> **What the task requires**
Could you write out every record below exactly, leaving out any pictures?

[Opening Supplied records section]

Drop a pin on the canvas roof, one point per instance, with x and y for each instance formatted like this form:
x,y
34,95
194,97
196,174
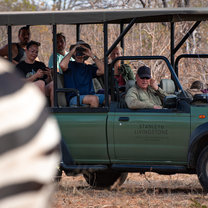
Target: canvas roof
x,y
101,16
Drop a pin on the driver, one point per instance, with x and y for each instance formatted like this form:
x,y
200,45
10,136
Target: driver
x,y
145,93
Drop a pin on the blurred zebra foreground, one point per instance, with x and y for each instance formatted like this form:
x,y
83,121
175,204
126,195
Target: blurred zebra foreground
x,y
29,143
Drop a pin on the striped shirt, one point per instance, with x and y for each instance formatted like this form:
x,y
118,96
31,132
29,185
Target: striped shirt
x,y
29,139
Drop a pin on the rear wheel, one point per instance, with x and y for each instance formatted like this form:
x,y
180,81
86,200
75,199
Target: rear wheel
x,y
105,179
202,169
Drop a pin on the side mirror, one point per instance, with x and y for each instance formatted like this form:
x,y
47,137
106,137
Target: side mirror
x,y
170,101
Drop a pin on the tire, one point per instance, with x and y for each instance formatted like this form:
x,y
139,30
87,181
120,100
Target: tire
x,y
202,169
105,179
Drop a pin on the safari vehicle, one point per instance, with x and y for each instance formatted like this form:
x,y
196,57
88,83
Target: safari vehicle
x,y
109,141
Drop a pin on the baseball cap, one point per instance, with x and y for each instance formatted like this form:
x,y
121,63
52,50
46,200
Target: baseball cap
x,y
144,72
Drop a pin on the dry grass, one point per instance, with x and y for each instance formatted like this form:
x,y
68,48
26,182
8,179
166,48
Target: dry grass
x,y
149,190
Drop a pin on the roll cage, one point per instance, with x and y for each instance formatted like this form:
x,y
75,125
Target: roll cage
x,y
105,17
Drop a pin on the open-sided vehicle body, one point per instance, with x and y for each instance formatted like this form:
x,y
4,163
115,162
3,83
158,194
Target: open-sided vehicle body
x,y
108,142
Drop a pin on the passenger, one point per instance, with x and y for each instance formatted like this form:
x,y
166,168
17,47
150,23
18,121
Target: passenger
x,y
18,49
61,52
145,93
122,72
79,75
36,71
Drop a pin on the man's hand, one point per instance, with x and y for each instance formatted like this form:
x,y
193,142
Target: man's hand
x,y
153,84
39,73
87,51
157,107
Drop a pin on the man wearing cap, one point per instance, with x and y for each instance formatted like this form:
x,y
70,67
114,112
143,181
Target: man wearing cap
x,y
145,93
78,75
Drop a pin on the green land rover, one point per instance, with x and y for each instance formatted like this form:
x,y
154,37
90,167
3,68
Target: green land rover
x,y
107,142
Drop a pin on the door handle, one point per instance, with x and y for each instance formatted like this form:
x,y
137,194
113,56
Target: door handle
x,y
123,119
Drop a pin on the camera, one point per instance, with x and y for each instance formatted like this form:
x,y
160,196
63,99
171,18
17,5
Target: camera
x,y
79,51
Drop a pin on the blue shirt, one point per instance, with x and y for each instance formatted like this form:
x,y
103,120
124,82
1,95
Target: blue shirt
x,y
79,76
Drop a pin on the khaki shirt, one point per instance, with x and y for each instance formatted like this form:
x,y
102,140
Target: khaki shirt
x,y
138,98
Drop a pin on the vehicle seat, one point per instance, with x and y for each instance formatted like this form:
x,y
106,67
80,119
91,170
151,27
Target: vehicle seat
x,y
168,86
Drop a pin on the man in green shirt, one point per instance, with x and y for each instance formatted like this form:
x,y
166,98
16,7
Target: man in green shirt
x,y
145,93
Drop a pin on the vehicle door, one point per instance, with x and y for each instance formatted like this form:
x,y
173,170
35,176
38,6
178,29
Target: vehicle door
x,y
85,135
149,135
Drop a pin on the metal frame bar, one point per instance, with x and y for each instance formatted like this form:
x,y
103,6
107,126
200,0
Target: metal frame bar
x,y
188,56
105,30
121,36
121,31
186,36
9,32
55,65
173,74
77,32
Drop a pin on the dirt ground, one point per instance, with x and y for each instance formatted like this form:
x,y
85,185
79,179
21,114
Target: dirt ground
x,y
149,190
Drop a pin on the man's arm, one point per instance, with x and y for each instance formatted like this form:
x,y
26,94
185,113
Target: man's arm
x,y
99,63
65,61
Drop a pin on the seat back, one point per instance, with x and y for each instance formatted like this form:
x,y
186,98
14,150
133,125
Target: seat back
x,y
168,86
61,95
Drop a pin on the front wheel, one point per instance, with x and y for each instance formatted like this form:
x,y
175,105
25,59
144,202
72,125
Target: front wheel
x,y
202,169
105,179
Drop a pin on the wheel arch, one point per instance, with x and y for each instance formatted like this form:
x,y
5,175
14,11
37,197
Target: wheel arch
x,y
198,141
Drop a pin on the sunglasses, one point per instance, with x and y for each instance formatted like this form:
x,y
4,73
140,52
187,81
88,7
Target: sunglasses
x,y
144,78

[Closing Supplied records section]

> **Completed exercise**
Drop a pin on the canvas roof, one point per instance, with x and y for each instance formatted like this form:
x,y
34,95
194,97
196,174
Target: canvas roof
x,y
101,16
Drop a pin on the driver, one point per instance, with x and y for each instance formatted like this form:
x,y
200,45
10,136
Target: driver
x,y
145,93
Drop a pin on the blurred zebra foreground, one point per instance, with x and y for each instance formatted like this form:
x,y
83,121
175,204
126,195
Target: blurred zebra foreground
x,y
29,143
Drop a pin on the striped shirt, one point per instance, with x and y for each instance formatted like this form:
x,y
118,96
31,132
29,185
Target: striped shirt
x,y
29,139
Drop a pin on the rear wheel, one point per instance, with x and y for each instance formatted like this form:
x,y
180,81
86,200
75,199
Target: rear wheel
x,y
105,179
202,169
Drop a pin on the side mirror, one point per instance, with x and y for each instance formatted like this form:
x,y
47,137
106,137
Target: side mirror
x,y
170,101
Drop a pin on the tire, one point per instance, with x and y for each instance formatted like this form:
x,y
139,30
87,181
120,100
Target: tire
x,y
202,169
105,179
Drop a pin on the safari vehicle, one point per instance, with x and y for each instance formatted like this form:
x,y
196,57
88,83
Target: safari vehicle
x,y
109,141
Drop a pin on the baseball cap, one point per instance, with x and y for each instance formatted like this form:
x,y
121,63
52,50
46,200
Target: baseball cap
x,y
144,72
Drop a pin on the dry grass, one point per instance, with x and y for each instance formatted like this form:
x,y
68,48
26,182
8,179
166,48
Target: dry grass
x,y
149,190
Drop a pin on the roll cage, one point per instance, with x and y for each instance formatted like this form:
x,y
75,125
Target: roll cage
x,y
105,17
Drop a pin on the open-sided vehicle body, one point per instance, with x and y for each instance formatted like this form:
x,y
4,163
115,162
3,83
158,194
Target: open-sided vehicle body
x,y
108,142
Drop a pin on the passenger, one point per instance, with x and y for each instance formatted like this form:
x,y
166,168
17,47
150,23
18,121
Target: passenger
x,y
18,49
61,52
145,93
122,72
79,75
36,71
Drop a pin on the man's hand, one point per instance, with x and y for each instance formatted like this form:
x,y
193,142
Target: man's hand
x,y
153,84
39,73
87,51
157,107
Drop a pin on the man wearing cap, one point per instance, with x and y for each instance formatted like this form:
x,y
70,67
114,112
143,181
Target: man wearing cap
x,y
145,93
78,75
Drop a pin on the green land rover, one point per instance, with x and y for each instance formatted like this form:
x,y
154,37
90,167
3,68
Target: green land rover
x,y
107,142
Drop a pin on the door handle, one point per instance, with x and y for each instance formatted like this form:
x,y
137,194
113,56
Target: door handle
x,y
123,119
Drop a pin on the camera, one point per instance, with x and y for each instance formatted like this form:
x,y
160,196
63,99
171,18
17,5
Target: camera
x,y
79,51
Drop a pin on the blue shirt, one point per instance, with x and y for each instance formatted like this form:
x,y
103,120
124,82
1,95
Target: blue shirt
x,y
79,76
Drop a pin on the khaki shirt, one point per instance, with x and y for each instance formatted like this form:
x,y
102,140
Target: khaki shirt
x,y
138,98
Drop a pin on the vehicle seat, one point per instance, with x and y for each instance formatted like this form:
x,y
106,67
80,119
91,170
151,27
Target: vehicle seat
x,y
168,86
Drop a pin on the man in green shirt, one point per instance, with x and y for each instance formatted like this form:
x,y
166,98
16,7
Target: man in green shirt
x,y
145,93
Drop a pin on the vehicle door, one point per instance, with x and y for each instance formatted like this form:
x,y
173,170
35,176
38,6
178,29
Target: vehicle door
x,y
85,135
149,135
Drop a pin on the metal frame bar, one point per instance, with x and y for each instance formatted like this form:
x,y
103,6
107,126
200,0
Target: metal frame bar
x,y
188,56
105,30
121,36
121,31
186,36
9,32
55,65
173,74
77,32
Drop a pin on the dirt ground, one point per instance, with x and y for each instance formatted like this form:
x,y
85,185
79,179
21,114
Target: dirt ground
x,y
149,190
Drop a pin on the man's arm, one point per instance, with x and y for each instance formatted like this form:
x,y
26,94
185,113
Target: man's arm
x,y
99,63
65,61
Drop a pin on the seat back, one point per instance, with x and y for each instance formatted like this form:
x,y
186,98
14,150
133,125
Target: seat back
x,y
168,86
61,95
Drop a pin on the front wheel, one point per instance, with x and y for each instance formatted like this form:
x,y
175,105
25,59
144,202
72,125
Target: front wheel
x,y
202,169
105,179
Drop a pin on the wheel arch, one point per instance, with x and y for each instance formatted like this form:
x,y
5,175
14,11
37,197
Target: wheel arch
x,y
198,141
Drop a pin on the sunglasses, one point per instance, with x and y for each instance formatted like this form:
x,y
4,73
140,52
187,81
88,7
Target: sunglasses
x,y
144,78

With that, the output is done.